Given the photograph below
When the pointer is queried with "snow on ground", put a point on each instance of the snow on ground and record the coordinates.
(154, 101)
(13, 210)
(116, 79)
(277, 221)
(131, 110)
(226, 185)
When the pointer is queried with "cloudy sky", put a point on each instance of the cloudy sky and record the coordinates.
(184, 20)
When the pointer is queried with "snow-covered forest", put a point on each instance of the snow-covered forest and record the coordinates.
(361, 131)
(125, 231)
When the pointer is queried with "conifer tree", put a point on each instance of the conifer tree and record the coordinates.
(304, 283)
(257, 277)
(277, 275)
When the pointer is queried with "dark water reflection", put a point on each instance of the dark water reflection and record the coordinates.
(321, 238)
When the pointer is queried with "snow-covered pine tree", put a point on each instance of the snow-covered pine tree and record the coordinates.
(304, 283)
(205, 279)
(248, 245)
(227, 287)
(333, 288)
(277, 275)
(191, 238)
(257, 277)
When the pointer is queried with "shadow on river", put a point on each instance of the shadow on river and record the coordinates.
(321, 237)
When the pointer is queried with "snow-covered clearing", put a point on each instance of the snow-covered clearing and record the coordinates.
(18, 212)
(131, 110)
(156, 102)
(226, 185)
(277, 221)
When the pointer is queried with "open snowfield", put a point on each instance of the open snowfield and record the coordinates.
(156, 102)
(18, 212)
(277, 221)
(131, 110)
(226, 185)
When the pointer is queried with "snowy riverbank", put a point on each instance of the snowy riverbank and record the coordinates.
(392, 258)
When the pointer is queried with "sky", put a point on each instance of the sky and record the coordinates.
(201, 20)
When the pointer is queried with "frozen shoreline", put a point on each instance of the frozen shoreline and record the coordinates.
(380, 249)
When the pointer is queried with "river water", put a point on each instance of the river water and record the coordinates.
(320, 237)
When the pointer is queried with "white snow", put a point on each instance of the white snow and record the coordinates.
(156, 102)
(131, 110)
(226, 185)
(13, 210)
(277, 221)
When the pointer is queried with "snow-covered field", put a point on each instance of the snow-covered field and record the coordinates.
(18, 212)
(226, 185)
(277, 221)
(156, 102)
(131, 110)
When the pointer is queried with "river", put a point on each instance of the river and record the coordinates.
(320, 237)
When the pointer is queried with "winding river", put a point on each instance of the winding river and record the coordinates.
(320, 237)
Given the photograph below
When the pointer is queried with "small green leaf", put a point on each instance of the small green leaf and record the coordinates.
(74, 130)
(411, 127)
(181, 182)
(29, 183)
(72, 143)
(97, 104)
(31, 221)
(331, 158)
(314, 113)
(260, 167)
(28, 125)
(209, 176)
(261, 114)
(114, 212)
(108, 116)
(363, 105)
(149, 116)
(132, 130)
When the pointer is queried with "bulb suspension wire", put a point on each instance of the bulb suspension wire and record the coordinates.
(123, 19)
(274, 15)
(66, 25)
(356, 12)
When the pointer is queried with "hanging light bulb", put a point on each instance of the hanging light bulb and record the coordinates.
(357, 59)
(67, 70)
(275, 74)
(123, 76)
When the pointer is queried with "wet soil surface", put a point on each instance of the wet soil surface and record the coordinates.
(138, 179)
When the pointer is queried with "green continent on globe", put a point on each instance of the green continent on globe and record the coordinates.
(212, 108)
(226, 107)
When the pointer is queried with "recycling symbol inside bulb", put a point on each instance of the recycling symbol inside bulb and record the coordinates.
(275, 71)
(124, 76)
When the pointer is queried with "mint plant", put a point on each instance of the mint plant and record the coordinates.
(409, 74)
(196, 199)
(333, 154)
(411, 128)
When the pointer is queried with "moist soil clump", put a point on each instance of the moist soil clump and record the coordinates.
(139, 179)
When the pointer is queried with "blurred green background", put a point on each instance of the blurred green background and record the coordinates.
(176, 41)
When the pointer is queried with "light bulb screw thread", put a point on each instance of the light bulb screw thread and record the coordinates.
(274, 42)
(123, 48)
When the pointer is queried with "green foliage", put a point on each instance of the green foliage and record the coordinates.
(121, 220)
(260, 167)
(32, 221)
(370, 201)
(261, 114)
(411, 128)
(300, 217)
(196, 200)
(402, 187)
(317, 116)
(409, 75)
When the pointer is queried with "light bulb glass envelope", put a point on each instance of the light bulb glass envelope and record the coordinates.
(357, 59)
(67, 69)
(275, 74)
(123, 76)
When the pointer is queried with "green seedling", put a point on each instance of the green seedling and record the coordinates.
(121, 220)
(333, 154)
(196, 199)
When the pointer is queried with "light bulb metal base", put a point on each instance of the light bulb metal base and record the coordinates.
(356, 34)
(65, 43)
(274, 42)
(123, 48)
- - -
Description of the task: Rewrite all the data above, replacing every "record the coordinates" with "note the coordinates" and keeping everything else the same.

Written answer:
Given the photograph below
When the pointer is queried with "snow on ground", put a point on each instance of the snow on ground and note the coordinates.
(154, 101)
(13, 210)
(116, 79)
(277, 221)
(131, 110)
(226, 185)
When the pointer is queried with "cloudy sky", put a point on each instance of the cloudy sky and note the coordinates.
(184, 20)
When the pointer is queried with "snow-covered forest", put a point on each instance of the snow-covered forest and note the coordinates.
(361, 131)
(125, 231)
When the pointer is queried with "conifer tree", put a point on each instance of the conifer tree and note the coordinates.
(304, 283)
(257, 277)
(277, 275)
When the pointer is queried with "dark water reflection", put a point on each instance of the dark water reflection and note the coordinates.
(321, 238)
When the pointer is queried with "snow-covered pine tree", put a point on each instance of the snow-covered pine tree and note the coordinates.
(304, 283)
(205, 279)
(248, 245)
(227, 287)
(333, 288)
(277, 275)
(191, 238)
(257, 277)
When the pointer is queried with "shadow on river", put a point on each instance of the shadow on river and note the coordinates.
(321, 237)
When the pointer is queried with "snow-covered clearing", put a point on each instance of the snow-covered clearing and note the coordinates.
(18, 212)
(131, 110)
(156, 102)
(226, 185)
(277, 221)
When the pointer is queried with "open snowfield", put a point on each instance of the open snowfield and note the coordinates.
(156, 102)
(18, 212)
(277, 221)
(131, 110)
(226, 185)
When the pointer is queried with "snowy riverbank", put a point on each instance of the snowy riverbank and note the coordinates.
(392, 258)
When the pointer is queried with "sky", put a point on each instance of the sky and note the coordinates.
(201, 20)
When the pointer is queried with "frozen shoreline", put a point on each instance of the frozen shoreline and note the coordinates.
(380, 249)
When the pointer is queried with "river water", put a point on each instance of the river water and note the coordinates.
(320, 237)
When the pointer is queried with "white snow", put a point on each instance of the white snow and note the coordinates.
(156, 102)
(131, 110)
(226, 185)
(13, 210)
(277, 221)
When the pointer is queried with "snow-covered field", put a point on each instance of the snow-covered field and note the coordinates.
(18, 212)
(226, 185)
(277, 221)
(156, 102)
(131, 110)
When the pointer is queried with "river", put a point on each instance of the river and note the coordinates.
(320, 237)
When the pointer is queried with "winding river", put a point on each instance of the winding river and note the coordinates.
(320, 237)
Given the photograph below
When the pointer is queried with "small green leaf", put a point on each instance of the small green leaf and note the coordinates.
(74, 130)
(411, 127)
(181, 182)
(29, 183)
(72, 143)
(97, 104)
(31, 221)
(331, 158)
(314, 113)
(260, 167)
(28, 125)
(209, 176)
(261, 114)
(114, 212)
(108, 116)
(363, 105)
(149, 116)
(132, 130)
When the pointer is queried with "bulb suspension wire", put a point on each instance of the bulb suspension wire and note the coordinates.
(123, 19)
(274, 15)
(66, 25)
(356, 12)
When the pointer is queried with "hanging light bulb", put a point on each instance of the hanging light bulb and note the coordinates.
(357, 59)
(67, 70)
(275, 74)
(123, 76)
When the pointer is queried with "wet soil surface", put a point on each instance of the wet soil surface and note the coordinates.
(138, 179)
When the pointer is queried with "green continent on globe", put a point on each instance of the green continent on globe and note the coordinates.
(212, 108)
(226, 107)
When the pointer is queried with "recycling symbol inside bulb", put a point on each instance of the recycling symbol inside bulb and note the coordinates.
(275, 71)
(124, 76)
When the pointer is queried with "mint plant", put a point on each instance of the mint plant and note the coordinates.
(409, 74)
(196, 199)
(333, 154)
(411, 128)
When the pointer is queried with "moist soil clump", put a point on each instance of the moist soil clump and note the coordinates.
(139, 179)
When the pointer is queried with "blurred green background", put a point on each instance of the blurred green background and note the coordinates.
(176, 41)
When the pointer is queried with "light bulb screw thread", put a point on each instance of the light bulb screw thread and note the coordinates.
(274, 42)
(123, 48)
When the pointer is queried with "green foliage", put a point on each instance of the green foliage and note the coordinates.
(121, 220)
(260, 167)
(32, 221)
(370, 201)
(261, 114)
(411, 128)
(300, 217)
(196, 200)
(402, 187)
(317, 116)
(409, 75)
When the pointer is queried with "light bulb glass envelope", put a point on each instance of the light bulb glass envelope and note the coordinates.
(357, 59)
(67, 69)
(275, 74)
(123, 76)
When the pointer is queried with "green seedling", put a point on each instance of the green seedling and note the coordinates.
(121, 220)
(333, 154)
(196, 199)
When the pointer is queried with "light bulb metal base", put a point on each instance of the light bulb metal base and note the coordinates.
(356, 34)
(65, 43)
(274, 42)
(123, 48)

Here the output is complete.